+++ Excerpt

Solutions to managing a complex supply chain range across: 1) avoidance; 2) relationship collaboration; 3) information technology; 4) flexible workforces; 5) supplier collaboration; 6) access to leadership: and 7) supplier/customer understanding.
Supply chain leaders cite the increased complexity of supply chain flow as the top challenge they face. A new report, “Managing the Complexity Paradigm," from APICS, and Michigan State University discusses the balance between managing complexity that can increase cost but also has the potential to increase revenue.
The research found that firms are experiencing increased complexity due to a constantly growing number of products, customers, channels, and geographies.
The four primary sources of supply chain complexity are summarized as:
Customer Accommodation: Customers expect ever-increasing speed and visibility of process, and variety and customization of products.
Operations Globalization: As supply chains expand into more varied global customer markets, substantial variations in existing supply chain processes must occur.
Supplier Complexity: Globalization means developing and maintaining strategies to overcome the complex and often serious issues associated with local sourcing.

++++++
+++ Dataset records

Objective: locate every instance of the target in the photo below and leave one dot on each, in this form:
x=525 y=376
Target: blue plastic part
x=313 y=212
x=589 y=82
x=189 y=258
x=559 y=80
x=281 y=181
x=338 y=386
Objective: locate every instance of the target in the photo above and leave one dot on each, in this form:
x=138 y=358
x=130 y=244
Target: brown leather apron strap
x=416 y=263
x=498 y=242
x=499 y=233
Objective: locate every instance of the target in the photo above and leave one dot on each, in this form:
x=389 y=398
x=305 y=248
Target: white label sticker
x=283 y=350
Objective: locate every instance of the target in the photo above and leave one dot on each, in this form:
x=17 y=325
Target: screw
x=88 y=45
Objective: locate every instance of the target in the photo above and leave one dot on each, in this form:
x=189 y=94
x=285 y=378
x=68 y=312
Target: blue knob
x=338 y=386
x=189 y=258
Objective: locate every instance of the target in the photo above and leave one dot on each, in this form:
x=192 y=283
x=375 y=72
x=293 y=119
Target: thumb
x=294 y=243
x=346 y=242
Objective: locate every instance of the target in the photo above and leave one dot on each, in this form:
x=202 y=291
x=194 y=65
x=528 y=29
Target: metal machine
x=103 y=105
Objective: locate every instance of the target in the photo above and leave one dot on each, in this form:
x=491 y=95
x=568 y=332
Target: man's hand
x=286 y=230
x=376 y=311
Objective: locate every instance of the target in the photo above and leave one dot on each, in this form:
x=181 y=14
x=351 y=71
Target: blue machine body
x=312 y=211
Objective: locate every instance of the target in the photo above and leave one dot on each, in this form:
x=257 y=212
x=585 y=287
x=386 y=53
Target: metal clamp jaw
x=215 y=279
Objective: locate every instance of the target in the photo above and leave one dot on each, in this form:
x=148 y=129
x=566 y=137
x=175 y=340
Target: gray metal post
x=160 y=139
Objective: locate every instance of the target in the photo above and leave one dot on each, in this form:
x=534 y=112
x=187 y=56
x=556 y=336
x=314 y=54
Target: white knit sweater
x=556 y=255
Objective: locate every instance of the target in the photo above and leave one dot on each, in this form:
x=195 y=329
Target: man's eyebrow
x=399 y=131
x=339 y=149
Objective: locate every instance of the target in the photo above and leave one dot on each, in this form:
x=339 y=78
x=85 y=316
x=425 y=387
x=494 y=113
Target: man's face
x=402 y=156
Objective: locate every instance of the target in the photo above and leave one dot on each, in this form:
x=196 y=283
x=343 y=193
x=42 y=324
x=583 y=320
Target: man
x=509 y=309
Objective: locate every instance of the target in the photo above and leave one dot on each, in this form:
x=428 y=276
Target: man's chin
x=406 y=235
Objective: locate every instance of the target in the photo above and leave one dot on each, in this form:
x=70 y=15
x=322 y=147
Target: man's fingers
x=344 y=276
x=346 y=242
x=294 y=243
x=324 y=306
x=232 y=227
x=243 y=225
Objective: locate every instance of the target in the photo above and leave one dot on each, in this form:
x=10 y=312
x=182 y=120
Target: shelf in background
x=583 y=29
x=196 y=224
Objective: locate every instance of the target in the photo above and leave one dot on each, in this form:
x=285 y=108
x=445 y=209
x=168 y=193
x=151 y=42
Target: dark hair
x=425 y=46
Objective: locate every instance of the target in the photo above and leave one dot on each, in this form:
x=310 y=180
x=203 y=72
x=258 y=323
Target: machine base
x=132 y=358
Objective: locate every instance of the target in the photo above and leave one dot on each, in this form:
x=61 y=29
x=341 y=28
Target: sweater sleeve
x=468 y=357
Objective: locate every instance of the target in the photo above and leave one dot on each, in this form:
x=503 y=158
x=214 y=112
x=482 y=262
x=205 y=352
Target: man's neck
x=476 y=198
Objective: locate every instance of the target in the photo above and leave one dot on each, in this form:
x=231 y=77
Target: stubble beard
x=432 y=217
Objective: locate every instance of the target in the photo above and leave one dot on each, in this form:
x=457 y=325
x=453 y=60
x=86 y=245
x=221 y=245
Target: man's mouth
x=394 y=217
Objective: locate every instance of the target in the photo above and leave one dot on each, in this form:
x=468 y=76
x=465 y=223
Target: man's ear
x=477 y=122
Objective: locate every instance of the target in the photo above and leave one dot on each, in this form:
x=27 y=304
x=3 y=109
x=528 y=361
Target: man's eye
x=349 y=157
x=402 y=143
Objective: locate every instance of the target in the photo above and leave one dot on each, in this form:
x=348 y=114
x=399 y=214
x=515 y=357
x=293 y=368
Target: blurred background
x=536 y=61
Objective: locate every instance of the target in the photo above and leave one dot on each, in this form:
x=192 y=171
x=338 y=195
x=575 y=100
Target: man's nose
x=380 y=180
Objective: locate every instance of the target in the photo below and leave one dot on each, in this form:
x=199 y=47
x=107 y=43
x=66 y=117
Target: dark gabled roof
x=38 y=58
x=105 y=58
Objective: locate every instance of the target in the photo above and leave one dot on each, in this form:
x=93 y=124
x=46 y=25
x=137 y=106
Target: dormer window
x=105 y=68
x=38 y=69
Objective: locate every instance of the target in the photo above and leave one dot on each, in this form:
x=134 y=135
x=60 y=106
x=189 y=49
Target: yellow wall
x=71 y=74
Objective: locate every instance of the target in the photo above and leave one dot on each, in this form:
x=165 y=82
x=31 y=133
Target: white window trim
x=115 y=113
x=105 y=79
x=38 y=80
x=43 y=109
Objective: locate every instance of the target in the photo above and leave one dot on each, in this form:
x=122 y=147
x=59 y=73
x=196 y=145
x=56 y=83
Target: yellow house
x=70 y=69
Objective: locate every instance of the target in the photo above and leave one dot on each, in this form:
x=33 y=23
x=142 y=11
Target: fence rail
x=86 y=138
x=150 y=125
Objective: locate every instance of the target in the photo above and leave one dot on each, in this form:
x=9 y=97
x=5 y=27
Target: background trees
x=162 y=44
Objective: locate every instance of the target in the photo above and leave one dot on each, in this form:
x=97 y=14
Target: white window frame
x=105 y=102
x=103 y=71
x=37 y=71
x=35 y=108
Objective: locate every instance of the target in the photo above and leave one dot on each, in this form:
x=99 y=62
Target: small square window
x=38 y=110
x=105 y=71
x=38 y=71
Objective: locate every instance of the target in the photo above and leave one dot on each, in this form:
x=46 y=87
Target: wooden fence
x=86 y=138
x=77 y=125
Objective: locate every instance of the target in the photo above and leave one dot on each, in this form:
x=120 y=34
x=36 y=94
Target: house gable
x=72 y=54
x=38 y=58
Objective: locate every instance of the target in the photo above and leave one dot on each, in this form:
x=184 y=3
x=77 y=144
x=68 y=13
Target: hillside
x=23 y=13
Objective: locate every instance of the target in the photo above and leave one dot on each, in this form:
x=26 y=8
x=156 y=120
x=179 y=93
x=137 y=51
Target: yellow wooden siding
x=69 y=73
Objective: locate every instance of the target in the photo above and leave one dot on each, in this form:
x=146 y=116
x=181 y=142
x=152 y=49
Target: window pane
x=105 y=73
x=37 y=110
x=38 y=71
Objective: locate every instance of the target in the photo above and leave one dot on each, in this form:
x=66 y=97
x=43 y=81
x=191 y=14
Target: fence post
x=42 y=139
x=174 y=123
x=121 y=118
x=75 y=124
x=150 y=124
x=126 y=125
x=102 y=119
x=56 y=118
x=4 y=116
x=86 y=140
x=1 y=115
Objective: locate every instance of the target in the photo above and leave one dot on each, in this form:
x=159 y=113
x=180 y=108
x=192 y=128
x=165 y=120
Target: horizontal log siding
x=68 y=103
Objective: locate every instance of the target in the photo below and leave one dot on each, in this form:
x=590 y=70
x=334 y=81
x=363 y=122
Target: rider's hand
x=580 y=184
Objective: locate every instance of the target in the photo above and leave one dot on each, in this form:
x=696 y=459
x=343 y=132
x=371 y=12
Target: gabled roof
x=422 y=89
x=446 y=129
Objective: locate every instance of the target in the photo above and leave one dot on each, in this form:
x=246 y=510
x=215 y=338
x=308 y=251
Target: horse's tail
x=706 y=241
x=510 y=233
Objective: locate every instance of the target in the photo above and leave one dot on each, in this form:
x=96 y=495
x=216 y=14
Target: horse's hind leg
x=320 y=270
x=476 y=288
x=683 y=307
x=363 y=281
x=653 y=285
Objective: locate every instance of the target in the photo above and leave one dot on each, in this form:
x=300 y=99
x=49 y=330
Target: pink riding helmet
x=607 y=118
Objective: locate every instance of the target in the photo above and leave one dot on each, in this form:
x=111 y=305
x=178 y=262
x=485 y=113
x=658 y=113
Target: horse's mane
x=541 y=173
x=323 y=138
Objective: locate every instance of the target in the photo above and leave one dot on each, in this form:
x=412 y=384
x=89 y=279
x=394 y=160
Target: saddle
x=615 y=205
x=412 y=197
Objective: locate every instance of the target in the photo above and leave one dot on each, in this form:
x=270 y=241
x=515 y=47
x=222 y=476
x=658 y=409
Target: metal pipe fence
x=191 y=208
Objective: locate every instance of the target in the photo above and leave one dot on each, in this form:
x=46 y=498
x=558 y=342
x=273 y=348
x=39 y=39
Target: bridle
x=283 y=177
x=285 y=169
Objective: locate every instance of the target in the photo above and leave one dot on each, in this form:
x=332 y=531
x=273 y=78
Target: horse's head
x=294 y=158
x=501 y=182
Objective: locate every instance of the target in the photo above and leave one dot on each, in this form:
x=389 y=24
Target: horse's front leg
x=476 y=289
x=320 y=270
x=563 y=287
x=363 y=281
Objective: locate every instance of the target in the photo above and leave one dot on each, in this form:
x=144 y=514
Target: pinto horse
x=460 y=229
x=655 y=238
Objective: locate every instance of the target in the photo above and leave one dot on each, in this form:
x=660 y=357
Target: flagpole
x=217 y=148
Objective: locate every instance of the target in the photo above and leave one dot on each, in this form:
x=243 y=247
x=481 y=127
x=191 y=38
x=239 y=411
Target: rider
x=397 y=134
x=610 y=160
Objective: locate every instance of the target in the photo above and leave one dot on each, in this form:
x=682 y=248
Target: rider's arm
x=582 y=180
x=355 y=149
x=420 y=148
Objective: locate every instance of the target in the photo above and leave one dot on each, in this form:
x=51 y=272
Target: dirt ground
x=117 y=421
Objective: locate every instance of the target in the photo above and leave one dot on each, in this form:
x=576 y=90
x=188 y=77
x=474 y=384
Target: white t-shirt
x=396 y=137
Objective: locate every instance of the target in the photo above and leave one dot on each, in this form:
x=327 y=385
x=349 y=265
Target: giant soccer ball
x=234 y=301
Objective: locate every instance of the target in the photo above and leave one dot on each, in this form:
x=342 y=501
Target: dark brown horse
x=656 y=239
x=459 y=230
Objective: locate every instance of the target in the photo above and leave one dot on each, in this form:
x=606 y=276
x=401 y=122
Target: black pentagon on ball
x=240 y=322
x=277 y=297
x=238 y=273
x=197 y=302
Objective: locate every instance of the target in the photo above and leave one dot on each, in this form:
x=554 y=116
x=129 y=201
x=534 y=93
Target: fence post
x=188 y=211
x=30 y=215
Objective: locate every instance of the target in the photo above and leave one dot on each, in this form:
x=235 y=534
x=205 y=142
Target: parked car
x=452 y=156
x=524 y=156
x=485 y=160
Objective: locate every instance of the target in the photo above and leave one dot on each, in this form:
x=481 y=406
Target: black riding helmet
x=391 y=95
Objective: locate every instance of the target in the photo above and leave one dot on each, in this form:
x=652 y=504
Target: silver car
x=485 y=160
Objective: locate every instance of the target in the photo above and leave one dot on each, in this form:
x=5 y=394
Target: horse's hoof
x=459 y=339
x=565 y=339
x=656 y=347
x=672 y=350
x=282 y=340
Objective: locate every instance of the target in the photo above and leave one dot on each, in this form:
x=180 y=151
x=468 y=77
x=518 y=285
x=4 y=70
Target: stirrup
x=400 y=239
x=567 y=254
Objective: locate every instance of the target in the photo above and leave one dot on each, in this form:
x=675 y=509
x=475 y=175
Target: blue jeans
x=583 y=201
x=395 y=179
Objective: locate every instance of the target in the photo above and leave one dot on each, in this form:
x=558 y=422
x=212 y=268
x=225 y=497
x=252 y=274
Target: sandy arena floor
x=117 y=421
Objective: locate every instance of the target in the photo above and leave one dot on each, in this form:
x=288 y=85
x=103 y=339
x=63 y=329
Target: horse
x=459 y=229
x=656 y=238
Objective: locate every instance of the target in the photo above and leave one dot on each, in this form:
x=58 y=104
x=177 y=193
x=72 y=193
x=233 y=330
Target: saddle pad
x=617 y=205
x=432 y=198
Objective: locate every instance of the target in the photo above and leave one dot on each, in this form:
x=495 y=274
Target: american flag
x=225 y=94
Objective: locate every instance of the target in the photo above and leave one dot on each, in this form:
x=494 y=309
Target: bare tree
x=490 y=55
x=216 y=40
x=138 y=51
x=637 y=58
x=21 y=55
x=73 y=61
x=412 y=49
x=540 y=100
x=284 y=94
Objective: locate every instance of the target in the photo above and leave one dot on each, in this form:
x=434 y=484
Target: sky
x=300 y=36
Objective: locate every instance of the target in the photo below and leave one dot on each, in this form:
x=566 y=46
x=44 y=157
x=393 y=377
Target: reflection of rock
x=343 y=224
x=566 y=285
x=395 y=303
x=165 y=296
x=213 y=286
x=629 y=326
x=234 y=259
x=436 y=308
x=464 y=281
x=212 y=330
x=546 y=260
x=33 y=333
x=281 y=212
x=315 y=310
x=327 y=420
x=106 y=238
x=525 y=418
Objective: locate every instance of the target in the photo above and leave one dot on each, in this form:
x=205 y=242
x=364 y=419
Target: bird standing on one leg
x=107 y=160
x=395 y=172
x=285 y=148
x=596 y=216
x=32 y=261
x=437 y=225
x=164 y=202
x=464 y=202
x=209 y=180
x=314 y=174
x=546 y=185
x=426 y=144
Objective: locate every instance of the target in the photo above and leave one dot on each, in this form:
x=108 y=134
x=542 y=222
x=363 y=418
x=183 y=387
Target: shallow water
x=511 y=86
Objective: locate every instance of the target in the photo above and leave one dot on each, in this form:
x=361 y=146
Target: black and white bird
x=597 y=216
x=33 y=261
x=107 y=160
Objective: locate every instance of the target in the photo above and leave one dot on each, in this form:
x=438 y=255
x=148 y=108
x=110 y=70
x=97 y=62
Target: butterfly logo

++++++

▸ **Tasks and exercises**:
- a) In the supply chain complexity text, which organizations produced the report "Managing the Complexity Paradigm"?
- b) Extract the passage of the supply chain complexity text from "The research found" up to and including "with local sourcing.".
- c) Write what comes next in the supply chain complexity text, picking up after its final sentence.

▸ **Final answers**:
- a) APICS and Michigan State University.

- b)
The research found that firms are experiencing increased complexity due to a constantly growing number of products, customers, channels, and geographies.
The four primary sources of supply chain complexity are summarized as:
Customer Accommodation: Customers expect ever-increasing speed and visibility of process, and variety and customization of products.
Operations Globalization: As supply chains expand into more varied global customer markets, substantial variations in existing supply chain processes must occur.
Supplier Complexity: Globalization means developing and maintaining strategies to overcome the complex and often serious issues associated with local sourcing.

- c)
General Business and Supply Chain Trends: The industry push to omnichannel supply chains is exacerbated by day-to-day business concerns, like technology turnover or company mergers.
In addition to asking research participants what issues related to complexity they were facing, the research team also focused on how respondents were managing this supply chain complexity. The solutions have ranged across: 1) avoidance; 2) relationship collaboration; 3) information technology; 4) flexible workforces; 5) supplier collaboration; 6) access to leadership: and 7) supplier/customer understanding.
The leading approach to addressing complexity was, not surprisingly, to avoid it in the first place. While the respondents do not believe that such an approach is easy, they did provide some ideas regarding how to avoid complexity. One such idea was to increase understanding of how the supply chain creates either internal or external value propositions. Once this is accomplished, effort can focus on insulating those value propositions from the negative effects of unnecessary complexity—or worse yet, from the erosion of these value propositions on the way to reducing complexity elsewhere.
In one unfortunate situation, the executives described how the firm was working to reduce complexity in marketing and as a result, the supply chain value stream was negatively impacted—making things worse rather than better. Broadly speaking, it’s important for supply chain management to discuss the potential modification of business-level strategy, objectives, and processes to make sure the firm is still able to deliver value to both internal and external customers throughout the change and under the new approach.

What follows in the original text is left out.